* What is being asked
Copy each entry as it stands, leaving nothing out.

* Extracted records
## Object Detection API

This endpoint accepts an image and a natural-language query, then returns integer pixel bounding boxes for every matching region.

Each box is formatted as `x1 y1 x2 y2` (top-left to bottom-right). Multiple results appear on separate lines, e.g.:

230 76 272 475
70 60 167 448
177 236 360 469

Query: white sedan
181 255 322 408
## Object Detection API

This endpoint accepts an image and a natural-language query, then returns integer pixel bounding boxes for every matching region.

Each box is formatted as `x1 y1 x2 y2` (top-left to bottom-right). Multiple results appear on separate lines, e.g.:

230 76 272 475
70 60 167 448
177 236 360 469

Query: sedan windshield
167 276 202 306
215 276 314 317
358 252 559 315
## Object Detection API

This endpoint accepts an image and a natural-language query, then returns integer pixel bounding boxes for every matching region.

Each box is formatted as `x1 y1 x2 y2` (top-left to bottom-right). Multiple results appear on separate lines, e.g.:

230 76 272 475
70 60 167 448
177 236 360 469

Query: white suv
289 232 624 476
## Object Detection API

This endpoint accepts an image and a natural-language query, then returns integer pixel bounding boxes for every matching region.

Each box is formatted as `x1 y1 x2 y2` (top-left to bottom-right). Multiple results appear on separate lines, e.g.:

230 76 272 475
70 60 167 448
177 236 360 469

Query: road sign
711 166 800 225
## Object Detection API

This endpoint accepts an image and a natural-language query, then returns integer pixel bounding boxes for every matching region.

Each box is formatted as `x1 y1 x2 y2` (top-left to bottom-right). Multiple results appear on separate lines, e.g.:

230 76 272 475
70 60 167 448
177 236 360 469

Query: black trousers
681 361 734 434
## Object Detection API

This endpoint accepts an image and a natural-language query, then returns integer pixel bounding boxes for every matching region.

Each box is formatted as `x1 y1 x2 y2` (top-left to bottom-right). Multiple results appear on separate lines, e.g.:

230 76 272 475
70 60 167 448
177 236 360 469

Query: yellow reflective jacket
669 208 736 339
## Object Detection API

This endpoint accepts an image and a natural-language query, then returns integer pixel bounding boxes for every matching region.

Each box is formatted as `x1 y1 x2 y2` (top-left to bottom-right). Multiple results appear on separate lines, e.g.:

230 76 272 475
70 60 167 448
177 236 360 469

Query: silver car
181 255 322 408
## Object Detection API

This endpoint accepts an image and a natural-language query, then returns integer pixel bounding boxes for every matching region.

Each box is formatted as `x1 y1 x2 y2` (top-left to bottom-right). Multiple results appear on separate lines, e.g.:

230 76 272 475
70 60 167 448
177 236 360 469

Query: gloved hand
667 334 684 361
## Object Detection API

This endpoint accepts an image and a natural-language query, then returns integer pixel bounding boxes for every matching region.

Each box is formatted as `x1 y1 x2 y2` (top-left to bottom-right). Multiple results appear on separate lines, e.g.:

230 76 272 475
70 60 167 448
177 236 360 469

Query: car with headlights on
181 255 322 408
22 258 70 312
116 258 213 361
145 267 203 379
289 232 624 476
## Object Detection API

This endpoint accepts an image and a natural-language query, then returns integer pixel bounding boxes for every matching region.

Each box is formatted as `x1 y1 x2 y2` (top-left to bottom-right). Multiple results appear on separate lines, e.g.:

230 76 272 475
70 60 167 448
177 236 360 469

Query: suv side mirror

* Result below
## Object Detection API

This endpoint accepts an image and a natural-language query, then returns integer pixel bounding boxes for every matching region.

Each box is formatted as `x1 y1 x2 y2` (top-left to bottom-right). Multiple results appear on separate lines, e.g.:

230 76 272 475
70 60 167 448
177 236 360 469

Query: white sedan
181 255 322 408
## Object Detection API

This endpoint accepts an image and a natural-language query, then returns integer pixel bounding boxes for every matching region.

Each box is formatted as `x1 y1 x2 y2` (top-left to bottom-right). Multiple results appear on separate lines, e.g.:

230 76 272 475
70 60 167 448
177 236 360 469

Query: sedan windshield
167 276 202 306
215 276 314 317
358 252 559 315
## Object Detection API

This endpoint accepts an image and a natural-language query, then returns integer pixel bounding boxes for every matching region.

Each box is formatted as `x1 y1 x2 y2` (top-left to bottom-right). Multiple results appear on separate lines, e.g.:

230 76 272 475
70 60 167 448
177 236 360 469

Query: white suv
289 232 624 476
## Object Detection API

This endpoint accepts an image and a natural-language query, then returns integer pixel bounding boxes for every matching region.

Each box is formatted as `x1 y1 x2 y2` (top-left to bottom-right). Multiple results appear on separate lines, e.g.:

230 76 272 475
70 60 167 448
177 236 360 469

Query: road sign
711 166 800 225
## Object Detection API

This endpoint accepts an image and a natural-language query, then returns integer pixel bounding boxes for every matching region.

Each box is formatted as `x1 y1 x2 y2` (top-left to bottom-right). Multiple results appear on separate lines, e.g.:

230 76 272 475
70 60 167 448
177 236 360 469

Query: black trousers
681 361 734 434
## Object Detection API

This endpoint accepts an image and a natural-language query, then returns integer pixel bounding boxes for every matching region.

Each box is formatted as `x1 y1 x2 y2` (top-left to bottom-right). Multiple results appear on separate lines, e.g.:

230 76 272 475
70 60 167 448
177 236 360 469

Query: yellow reflective jacket
669 208 736 339
## Object Detection API

This endpoint accepts an image and a natural-language query, then returns integer pixel bounding boxes for every matching region.

Each box is formatted as `x1 y1 x2 y2` (top-left to bottom-right). Multiple results appear on separate lines, e.g.:

230 76 272 475
70 60 167 448
177 236 360 469

Query: silver car
181 255 322 408
## Object Detection API

This endpoint accepts an image and a natural-language query, then returns integer pixel bounding boxes for every matching region.

Each box is formatted as `x1 y1 x2 y2` (top-left to bottom-right). Multiple results appear on separate lines, e.g.:

230 76 272 475
70 60 167 448
177 236 360 469

Query: gloved hand
667 334 684 361
## Object Detection API

This endpoint accepts an image and a natural-language query, then returns integer pixel bounding boxes for every matching region.

Each box is formatted as `x1 y1 x2 y2` (top-left to bottom-right). Multiple results appear on separate lines, e.g.:

230 76 272 475
70 60 167 448
177 236 360 469

Query: car with headlights on
181 255 322 408
22 258 70 312
116 258 213 361
145 267 203 379
289 232 624 476
## Object Detection API

This endpoint accepts an image and a natural-language query, then returns integer pixel bounding boxes for every matching region.

Each box is formatted as `x1 y1 x2 y2` (top-left to bottom-right). Multiple results appear on separate lines, e.g.:

230 76 272 475
70 60 167 448
177 236 360 469

Query: suv side mirror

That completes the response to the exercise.